● RECORDS FOR THIS TASK:

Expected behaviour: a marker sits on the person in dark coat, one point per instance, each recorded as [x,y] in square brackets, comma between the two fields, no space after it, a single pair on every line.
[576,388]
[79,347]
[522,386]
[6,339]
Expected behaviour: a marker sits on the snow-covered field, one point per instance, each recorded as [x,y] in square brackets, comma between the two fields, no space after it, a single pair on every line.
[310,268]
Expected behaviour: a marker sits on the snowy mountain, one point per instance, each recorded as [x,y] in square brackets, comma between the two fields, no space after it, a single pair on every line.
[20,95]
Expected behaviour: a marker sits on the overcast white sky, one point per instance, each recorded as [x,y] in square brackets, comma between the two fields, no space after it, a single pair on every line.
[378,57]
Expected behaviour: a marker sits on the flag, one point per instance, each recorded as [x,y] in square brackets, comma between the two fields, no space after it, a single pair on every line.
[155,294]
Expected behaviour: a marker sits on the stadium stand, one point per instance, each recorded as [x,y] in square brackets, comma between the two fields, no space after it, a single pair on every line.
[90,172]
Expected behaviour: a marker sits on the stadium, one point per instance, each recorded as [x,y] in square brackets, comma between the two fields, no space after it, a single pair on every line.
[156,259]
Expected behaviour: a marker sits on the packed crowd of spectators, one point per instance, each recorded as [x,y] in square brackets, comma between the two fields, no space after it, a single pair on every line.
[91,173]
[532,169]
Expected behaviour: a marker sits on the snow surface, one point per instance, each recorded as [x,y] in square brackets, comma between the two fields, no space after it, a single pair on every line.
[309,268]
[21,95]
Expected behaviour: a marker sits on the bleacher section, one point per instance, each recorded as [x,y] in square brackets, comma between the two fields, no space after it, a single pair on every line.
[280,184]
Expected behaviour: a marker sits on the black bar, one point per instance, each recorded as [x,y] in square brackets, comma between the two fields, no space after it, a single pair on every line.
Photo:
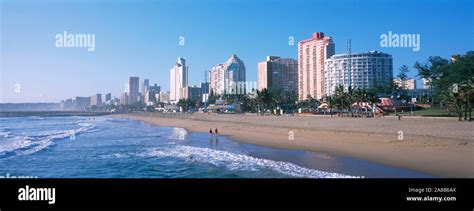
[240,193]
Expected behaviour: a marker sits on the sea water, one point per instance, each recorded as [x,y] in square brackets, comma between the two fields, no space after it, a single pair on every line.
[106,147]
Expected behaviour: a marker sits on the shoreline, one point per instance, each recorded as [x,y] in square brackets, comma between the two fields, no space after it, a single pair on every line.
[447,152]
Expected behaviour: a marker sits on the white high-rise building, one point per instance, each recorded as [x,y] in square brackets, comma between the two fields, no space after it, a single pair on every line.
[312,53]
[228,78]
[367,70]
[407,84]
[178,80]
[216,79]
[134,94]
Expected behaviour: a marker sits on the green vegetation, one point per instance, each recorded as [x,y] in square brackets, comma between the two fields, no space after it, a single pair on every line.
[452,82]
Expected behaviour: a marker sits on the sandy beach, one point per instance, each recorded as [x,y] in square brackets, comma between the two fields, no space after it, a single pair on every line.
[436,146]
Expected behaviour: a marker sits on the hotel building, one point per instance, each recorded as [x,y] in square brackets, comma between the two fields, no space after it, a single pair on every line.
[312,54]
[134,94]
[96,100]
[228,78]
[364,72]
[407,84]
[178,80]
[278,73]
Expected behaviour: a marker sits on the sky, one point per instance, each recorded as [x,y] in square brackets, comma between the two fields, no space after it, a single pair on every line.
[141,38]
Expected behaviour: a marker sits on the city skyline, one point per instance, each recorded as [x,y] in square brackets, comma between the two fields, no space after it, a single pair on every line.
[147,51]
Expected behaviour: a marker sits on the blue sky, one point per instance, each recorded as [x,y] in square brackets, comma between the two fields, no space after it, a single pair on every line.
[140,38]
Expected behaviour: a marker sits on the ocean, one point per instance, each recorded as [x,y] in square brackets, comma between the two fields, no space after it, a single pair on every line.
[106,147]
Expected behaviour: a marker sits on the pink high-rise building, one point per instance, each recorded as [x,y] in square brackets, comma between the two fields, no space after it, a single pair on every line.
[312,53]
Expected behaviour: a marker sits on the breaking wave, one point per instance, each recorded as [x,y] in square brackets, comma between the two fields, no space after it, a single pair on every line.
[238,162]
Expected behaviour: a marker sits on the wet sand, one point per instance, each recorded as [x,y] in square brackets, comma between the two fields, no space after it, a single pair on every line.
[436,146]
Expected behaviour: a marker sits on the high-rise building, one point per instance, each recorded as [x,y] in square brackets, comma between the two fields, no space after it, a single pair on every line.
[193,93]
[205,87]
[108,97]
[82,103]
[134,94]
[149,98]
[312,53]
[155,88]
[164,97]
[178,80]
[426,83]
[367,70]
[407,84]
[144,86]
[228,78]
[96,100]
[278,73]
[124,99]
[216,79]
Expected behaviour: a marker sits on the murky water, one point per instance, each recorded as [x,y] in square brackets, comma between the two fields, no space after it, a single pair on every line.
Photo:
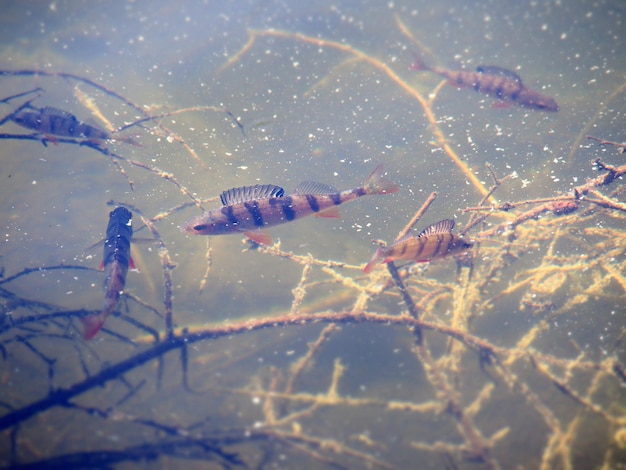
[324,92]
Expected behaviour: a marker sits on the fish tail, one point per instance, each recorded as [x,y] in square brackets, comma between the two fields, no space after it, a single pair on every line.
[378,183]
[91,325]
[374,261]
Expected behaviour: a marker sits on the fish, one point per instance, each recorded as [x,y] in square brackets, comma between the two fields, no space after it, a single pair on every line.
[494,81]
[250,209]
[435,242]
[116,261]
[56,122]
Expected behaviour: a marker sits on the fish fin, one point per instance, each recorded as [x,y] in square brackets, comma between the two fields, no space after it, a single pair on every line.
[374,261]
[330,213]
[313,187]
[443,226]
[495,70]
[50,111]
[378,183]
[250,193]
[91,325]
[258,236]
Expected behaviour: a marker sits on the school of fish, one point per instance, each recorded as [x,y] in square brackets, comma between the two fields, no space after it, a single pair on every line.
[434,242]
[249,210]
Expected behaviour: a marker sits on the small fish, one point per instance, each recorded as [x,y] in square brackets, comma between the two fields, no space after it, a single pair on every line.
[116,262]
[55,122]
[249,209]
[498,82]
[435,242]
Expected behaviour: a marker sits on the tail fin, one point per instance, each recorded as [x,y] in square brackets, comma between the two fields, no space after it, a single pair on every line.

● TO DO: Repeat the material verbatim. Do not carry over any picture.

● FULL OUTPUT:
Expected behaviour: a marker sits on the person in dark coat, one point per instance, each recorded as [x,y] in square brackets, comma between the two fields, no space after it, a single pair on every line.
[576,388]
[79,347]
[522,386]
[6,339]
Expected behaviour: a marker sits on the snow-covered field, one point per instance, each recorded as [x,y] in square brackets, comma between the two fields, no space after it, a single pair on every line.
[310,268]
Expected behaviour: a marker sits on the snowy mountain, one point per instance, each recorded as [x,y] in square brackets, comma between the two fields, no space after it, a single pair on every line.
[20,95]
Expected behaviour: a marker sits on the overcast white sky, one point per instance, each recorded as [x,y] in square brackets, comma between the two fields, no space after it, a single pair on every line.
[378,57]
Expected behaviour: a marker sits on the flag, one point per instance, each recorded as [x,y] in square brackets, comma between the two fields, no space after it, a single pair on every line.
[155,294]
Expected behaviour: a marker sits on the stadium stand, one point per instance, each recorded as [x,y] in square brackets, comma between the two fields, no space after it, a single pair on every line.
[90,172]
Expected behaviour: a marker sits on the stadium, one point per instance, each recorded as [x,y] in square brackets, comma between the two fields, no space after it, a single pair on every line.
[156,259]
Expected behaviour: a marker sits on the packed crowd of spectators, one point per instance, each recorded as [x,y] in square brackets, comma between the two fields, no space after it, a single pair on every line.
[91,173]
[532,169]
Expected behaviour: a marker sits on the snow surface, one point per instance, each recorded as [x,y] in square brackets, comma between the two fields, no space after it, a single pair on every line.
[309,268]
[21,95]
Expected behaviour: a marker sits on the bleacher section, one point per instance, each recorded as [x,y] in square brackets, comma between the two fields, no space after it, a single pair on every line.
[280,184]
Expected behaviour: a marker sits on the black bar, one point per instance, each recorded as [x,y] in square brackets, comma between the two fields, no space after it, a single pair on every line.
Photo:
[240,193]
Expected behaviour: a marker sits on the sea water, one point per instance, each recorded as [x,y] in square brackets, comma between the two fields, no space after it, a single pair on every line.
[106,147]
Expected behaviour: a marker sits on the shoreline, one point per instance, each recorded as [x,y] in square brackets, comma between the two fields, no space after it, a single pair on every line.
[447,152]
Expected behaviour: a marker sits on the white high-rise building, one point per instance, each recorded as [x,y] in square brackets, comma between the two fields, no space after it, a single pair on every line.
[312,53]
[228,78]
[367,70]
[407,84]
[178,80]
[216,79]
[134,94]
Expected behaviour: a marker sits on the green vegetation, one point per instance, each recorded as [x,y] in square brackets, comma between the two fields, no space after it, a single pair on every line.
[452,82]
Expected behaviour: a marker sits on the sandy beach, one point per instance, each recorded as [x,y] in square brackets, comma between the two fields, no space after it, a single pair on every line.
[436,146]
Expected behaviour: a marker sits on the hotel building, one point per instance, each recorded as [x,y] in square brackets, comma between the two fields, no space after it, a single pair on every line.
[312,54]
[134,94]
[96,100]
[228,78]
[364,72]
[407,84]
[178,80]
[278,73]
Expected behaviour: a marker sits on the sky, one point per instance, each recorded as [x,y] in square brackets, comma between the two fields, no space after it, a single pair on every line.
[141,38]
Expected behaviour: a marker sits on the city skyline, one point per instance, each recorded as [x,y] in square brackets, comma between the two fields, no space after it, a single pair on every line.
[147,51]
Expected behaviour: a marker sits on the blue sky, one point per instance, each recorded as [x,y] in square brackets, comma between the two fields, no space after it, a single pair on every line.
[140,38]
Expected behaviour: a marker sits on the ocean, one point per instance, each recorded as [x,y] in square brackets, comma between the two fields, no space after it, a single pair on every line.
[106,147]
Expected behaviour: a marker sits on the pink high-rise building, one point per instance, each recorded as [x,y] in square brackets, comma between the two fields, no space after it, a single pair on every line.
[312,53]
Expected behaviour: a marker sits on the breaking wave, one point per instance, each recorded as [x,y] in square brackets, comma between the two fields, no space after it, a single pair on every line.
[238,162]
Expected behaviour: a marker sits on the wet sand, one point per instance, each recorded as [x,y] in square brackets, comma between the two fields, no space after it, a single pair on every line.
[436,146]
Expected behaviour: a marker sits on the high-rise building, one point per instance, each recorded as [x,y] in square brackets, comma between the two fields, no space after it, a single pair on every line.
[193,93]
[205,87]
[108,97]
[82,103]
[134,94]
[149,98]
[312,53]
[155,88]
[164,97]
[178,80]
[426,83]
[367,70]
[407,84]
[144,86]
[228,78]
[96,100]
[278,73]
[124,99]
[216,79]
Expected behaviour: a marker sits on the murky water, one point per instance, each recorded as [x,y] in square brackets, comma between the two fields, no space after it, a single pair on every line.
Photo:
[324,92]
Expected behaviour: a marker sits on the fish tail, one point per instance, each recorded as [x,y] in square brackets, comma between the two fields, no space after it, a single pair on every line.
[378,183]
[91,325]
[374,261]
Expected behaviour: a marker sits on the fish, one point per instance, each recorded as [x,y] in square brackets, comma between the two fields, no space after it, a single pair on every line.
[494,81]
[250,209]
[435,242]
[116,261]
[56,122]
Expected behaviour: a marker sits on the fish fin, one point per instance, each recorded as [x,y] in square brackets, comma between the two fields, no space after it, a single pair on every line.
[374,261]
[330,213]
[313,187]
[443,226]
[495,70]
[50,111]
[378,183]
[250,193]
[91,325]
[258,236]
Expected behaviour: a marker sits on the school of fish, one point per instance, each recorded as [x,y] in square brackets, comma between the two fields, no space after it, a single pair on every line.
[434,242]
[249,210]
Expected behaviour: a marker sits on the small fish, one point per instance, each recorded as [x,y] in square brackets, comma between the two fields, no space after it, a single pair on every line.
[116,262]
[55,122]
[249,209]
[498,82]
[435,242]
Expected behaviour: a marker sits on the tail fin, one point per instance, each recorded as [x,y] in square brackets, comma between the two fields, no space after it, a single pair on every line.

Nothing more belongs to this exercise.